Items from a dataset:
******
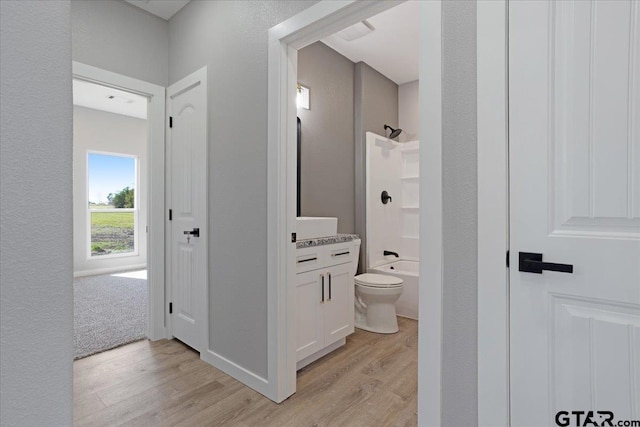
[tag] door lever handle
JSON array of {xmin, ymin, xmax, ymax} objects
[
  {"xmin": 183, "ymin": 228, "xmax": 200, "ymax": 237},
  {"xmin": 519, "ymin": 252, "xmax": 573, "ymax": 274}
]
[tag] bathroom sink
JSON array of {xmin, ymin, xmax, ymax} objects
[{"xmin": 296, "ymin": 217, "xmax": 338, "ymax": 240}]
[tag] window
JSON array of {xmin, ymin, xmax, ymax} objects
[{"xmin": 87, "ymin": 152, "xmax": 138, "ymax": 258}]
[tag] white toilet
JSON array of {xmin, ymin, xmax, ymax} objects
[{"xmin": 353, "ymin": 273, "xmax": 404, "ymax": 334}]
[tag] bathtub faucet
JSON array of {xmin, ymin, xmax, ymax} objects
[{"xmin": 384, "ymin": 250, "xmax": 399, "ymax": 258}]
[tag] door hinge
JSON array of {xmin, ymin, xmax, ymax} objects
[
  {"xmin": 506, "ymin": 250, "xmax": 510, "ymax": 268},
  {"xmin": 169, "ymin": 302, "xmax": 173, "ymax": 314},
  {"xmin": 291, "ymin": 232, "xmax": 297, "ymax": 243},
  {"xmin": 169, "ymin": 116, "xmax": 173, "ymax": 128},
  {"xmin": 169, "ymin": 209, "xmax": 172, "ymax": 221}
]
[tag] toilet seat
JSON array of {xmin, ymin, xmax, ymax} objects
[{"xmin": 355, "ymin": 273, "xmax": 403, "ymax": 288}]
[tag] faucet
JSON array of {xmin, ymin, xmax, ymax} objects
[{"xmin": 384, "ymin": 250, "xmax": 399, "ymax": 258}]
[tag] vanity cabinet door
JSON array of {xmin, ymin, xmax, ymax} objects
[
  {"xmin": 295, "ymin": 269, "xmax": 325, "ymax": 362},
  {"xmin": 322, "ymin": 262, "xmax": 355, "ymax": 346}
]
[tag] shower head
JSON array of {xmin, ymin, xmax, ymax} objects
[{"xmin": 384, "ymin": 124, "xmax": 403, "ymax": 140}]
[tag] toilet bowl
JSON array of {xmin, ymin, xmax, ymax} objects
[{"xmin": 354, "ymin": 273, "xmax": 404, "ymax": 334}]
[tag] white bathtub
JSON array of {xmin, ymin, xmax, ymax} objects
[{"xmin": 369, "ymin": 260, "xmax": 419, "ymax": 320}]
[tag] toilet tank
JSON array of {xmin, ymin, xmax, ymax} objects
[{"xmin": 351, "ymin": 239, "xmax": 361, "ymax": 276}]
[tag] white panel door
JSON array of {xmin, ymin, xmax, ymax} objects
[
  {"xmin": 168, "ymin": 67, "xmax": 207, "ymax": 352},
  {"xmin": 510, "ymin": 1, "xmax": 640, "ymax": 425},
  {"xmin": 323, "ymin": 263, "xmax": 355, "ymax": 345}
]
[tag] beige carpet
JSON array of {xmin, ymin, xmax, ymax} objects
[{"xmin": 73, "ymin": 270, "xmax": 147, "ymax": 359}]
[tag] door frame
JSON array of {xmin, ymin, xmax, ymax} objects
[
  {"xmin": 72, "ymin": 62, "xmax": 167, "ymax": 341},
  {"xmin": 477, "ymin": 1, "xmax": 510, "ymax": 425},
  {"xmin": 267, "ymin": 2, "xmax": 444, "ymax": 424}
]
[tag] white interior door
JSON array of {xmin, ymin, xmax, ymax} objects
[
  {"xmin": 167, "ymin": 67, "xmax": 207, "ymax": 352},
  {"xmin": 509, "ymin": 1, "xmax": 640, "ymax": 425}
]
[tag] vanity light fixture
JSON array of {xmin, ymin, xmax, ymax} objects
[{"xmin": 297, "ymin": 83, "xmax": 310, "ymax": 110}]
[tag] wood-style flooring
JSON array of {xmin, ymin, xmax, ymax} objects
[{"xmin": 73, "ymin": 317, "xmax": 418, "ymax": 426}]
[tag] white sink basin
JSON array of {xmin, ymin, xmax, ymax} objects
[{"xmin": 296, "ymin": 217, "xmax": 338, "ymax": 240}]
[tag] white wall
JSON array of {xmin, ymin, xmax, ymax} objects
[
  {"xmin": 366, "ymin": 132, "xmax": 420, "ymax": 266},
  {"xmin": 73, "ymin": 106, "xmax": 148, "ymax": 276},
  {"xmin": 168, "ymin": 0, "xmax": 319, "ymax": 380},
  {"xmin": 0, "ymin": 1, "xmax": 73, "ymax": 425},
  {"xmin": 399, "ymin": 80, "xmax": 420, "ymax": 142},
  {"xmin": 71, "ymin": 0, "xmax": 168, "ymax": 86}
]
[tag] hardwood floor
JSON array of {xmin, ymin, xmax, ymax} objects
[{"xmin": 74, "ymin": 317, "xmax": 417, "ymax": 426}]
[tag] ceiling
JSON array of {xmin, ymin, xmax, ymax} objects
[
  {"xmin": 124, "ymin": 0, "xmax": 190, "ymax": 20},
  {"xmin": 122, "ymin": 1, "xmax": 417, "ymax": 84},
  {"xmin": 73, "ymin": 79, "xmax": 148, "ymax": 120},
  {"xmin": 321, "ymin": 1, "xmax": 419, "ymax": 85}
]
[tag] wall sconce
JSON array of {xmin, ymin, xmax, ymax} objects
[{"xmin": 297, "ymin": 83, "xmax": 310, "ymax": 110}]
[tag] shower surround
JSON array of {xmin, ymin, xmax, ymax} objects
[{"xmin": 365, "ymin": 132, "xmax": 420, "ymax": 319}]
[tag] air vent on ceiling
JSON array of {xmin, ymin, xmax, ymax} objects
[{"xmin": 336, "ymin": 20, "xmax": 375, "ymax": 42}]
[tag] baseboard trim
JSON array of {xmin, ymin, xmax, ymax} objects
[
  {"xmin": 201, "ymin": 349, "xmax": 269, "ymax": 396},
  {"xmin": 73, "ymin": 264, "xmax": 147, "ymax": 278}
]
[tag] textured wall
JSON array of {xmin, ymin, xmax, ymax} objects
[
  {"xmin": 441, "ymin": 0, "xmax": 478, "ymax": 425},
  {"xmin": 354, "ymin": 62, "xmax": 399, "ymax": 271},
  {"xmin": 73, "ymin": 106, "xmax": 148, "ymax": 276},
  {"xmin": 168, "ymin": 0, "xmax": 318, "ymax": 379},
  {"xmin": 297, "ymin": 42, "xmax": 355, "ymax": 234},
  {"xmin": 0, "ymin": 1, "xmax": 74, "ymax": 425},
  {"xmin": 71, "ymin": 0, "xmax": 169, "ymax": 86},
  {"xmin": 399, "ymin": 80, "xmax": 420, "ymax": 142}
]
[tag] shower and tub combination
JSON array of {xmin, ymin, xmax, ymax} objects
[{"xmin": 361, "ymin": 131, "xmax": 420, "ymax": 321}]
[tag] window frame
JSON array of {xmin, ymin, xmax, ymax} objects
[{"xmin": 86, "ymin": 150, "xmax": 140, "ymax": 260}]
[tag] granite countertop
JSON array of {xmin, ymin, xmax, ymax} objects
[{"xmin": 296, "ymin": 234, "xmax": 360, "ymax": 249}]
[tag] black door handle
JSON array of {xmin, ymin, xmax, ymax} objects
[
  {"xmin": 519, "ymin": 252, "xmax": 573, "ymax": 274},
  {"xmin": 183, "ymin": 228, "xmax": 200, "ymax": 237}
]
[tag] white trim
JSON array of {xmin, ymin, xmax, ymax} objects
[
  {"xmin": 201, "ymin": 350, "xmax": 269, "ymax": 396},
  {"xmin": 477, "ymin": 1, "xmax": 510, "ymax": 426},
  {"xmin": 73, "ymin": 264, "xmax": 147, "ymax": 278},
  {"xmin": 72, "ymin": 62, "xmax": 167, "ymax": 341},
  {"xmin": 418, "ymin": 1, "xmax": 443, "ymax": 426},
  {"xmin": 267, "ymin": 1, "xmax": 444, "ymax": 417}
]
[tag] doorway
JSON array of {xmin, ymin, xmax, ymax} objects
[
  {"xmin": 72, "ymin": 62, "xmax": 167, "ymax": 343},
  {"xmin": 267, "ymin": 3, "xmax": 443, "ymax": 423},
  {"xmin": 72, "ymin": 80, "xmax": 149, "ymax": 357}
]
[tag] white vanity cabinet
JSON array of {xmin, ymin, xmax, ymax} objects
[{"xmin": 295, "ymin": 241, "xmax": 356, "ymax": 369}]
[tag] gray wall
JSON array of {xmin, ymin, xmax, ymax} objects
[
  {"xmin": 297, "ymin": 42, "xmax": 355, "ymax": 234},
  {"xmin": 0, "ymin": 1, "xmax": 481, "ymax": 424},
  {"xmin": 354, "ymin": 62, "xmax": 399, "ymax": 271},
  {"xmin": 0, "ymin": 1, "xmax": 73, "ymax": 425},
  {"xmin": 441, "ymin": 1, "xmax": 478, "ymax": 425},
  {"xmin": 399, "ymin": 80, "xmax": 420, "ymax": 142},
  {"xmin": 71, "ymin": 0, "xmax": 169, "ymax": 86},
  {"xmin": 168, "ymin": 0, "xmax": 318, "ymax": 379}
]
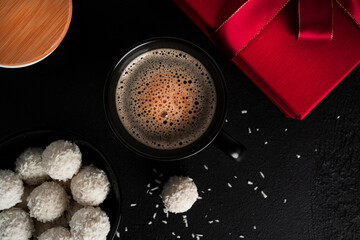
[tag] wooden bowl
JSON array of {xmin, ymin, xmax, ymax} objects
[{"xmin": 0, "ymin": 0, "xmax": 72, "ymax": 68}]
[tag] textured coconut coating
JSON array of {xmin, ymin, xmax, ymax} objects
[
  {"xmin": 38, "ymin": 226, "xmax": 73, "ymax": 240},
  {"xmin": 70, "ymin": 165, "xmax": 110, "ymax": 206},
  {"xmin": 27, "ymin": 181, "xmax": 70, "ymax": 222},
  {"xmin": 15, "ymin": 147, "xmax": 49, "ymax": 185},
  {"xmin": 42, "ymin": 140, "xmax": 82, "ymax": 181},
  {"xmin": 70, "ymin": 206, "xmax": 110, "ymax": 240},
  {"xmin": 0, "ymin": 169, "xmax": 24, "ymax": 210},
  {"xmin": 0, "ymin": 208, "xmax": 34, "ymax": 240},
  {"xmin": 161, "ymin": 176, "xmax": 198, "ymax": 213}
]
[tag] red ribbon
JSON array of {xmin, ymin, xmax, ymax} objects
[{"xmin": 212, "ymin": 0, "xmax": 360, "ymax": 57}]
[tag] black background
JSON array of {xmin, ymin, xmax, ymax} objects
[{"xmin": 1, "ymin": 1, "xmax": 360, "ymax": 239}]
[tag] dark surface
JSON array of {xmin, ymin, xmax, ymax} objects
[{"xmin": 0, "ymin": 1, "xmax": 359, "ymax": 239}]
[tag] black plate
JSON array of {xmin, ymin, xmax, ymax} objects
[{"xmin": 0, "ymin": 129, "xmax": 121, "ymax": 240}]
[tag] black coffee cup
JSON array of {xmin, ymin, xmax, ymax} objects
[{"xmin": 104, "ymin": 37, "xmax": 246, "ymax": 161}]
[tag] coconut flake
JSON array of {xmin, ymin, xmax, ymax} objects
[
  {"xmin": 150, "ymin": 186, "xmax": 159, "ymax": 191},
  {"xmin": 261, "ymin": 190, "xmax": 268, "ymax": 198},
  {"xmin": 183, "ymin": 215, "xmax": 188, "ymax": 227}
]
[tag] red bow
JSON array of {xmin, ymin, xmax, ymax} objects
[{"xmin": 212, "ymin": 0, "xmax": 360, "ymax": 57}]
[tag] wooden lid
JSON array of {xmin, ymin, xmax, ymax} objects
[{"xmin": 0, "ymin": 0, "xmax": 72, "ymax": 67}]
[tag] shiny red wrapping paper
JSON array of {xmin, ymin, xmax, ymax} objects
[{"xmin": 173, "ymin": 0, "xmax": 360, "ymax": 119}]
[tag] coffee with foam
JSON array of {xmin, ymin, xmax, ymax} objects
[{"xmin": 115, "ymin": 48, "xmax": 216, "ymax": 150}]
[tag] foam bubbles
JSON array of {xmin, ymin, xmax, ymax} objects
[{"xmin": 115, "ymin": 48, "xmax": 216, "ymax": 150}]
******
=== ACTIVITY ===
Using the records above, say how many lines include the string "wall". Only the number is wanted.

=== RESPONSE TO THE EXERCISE ===
4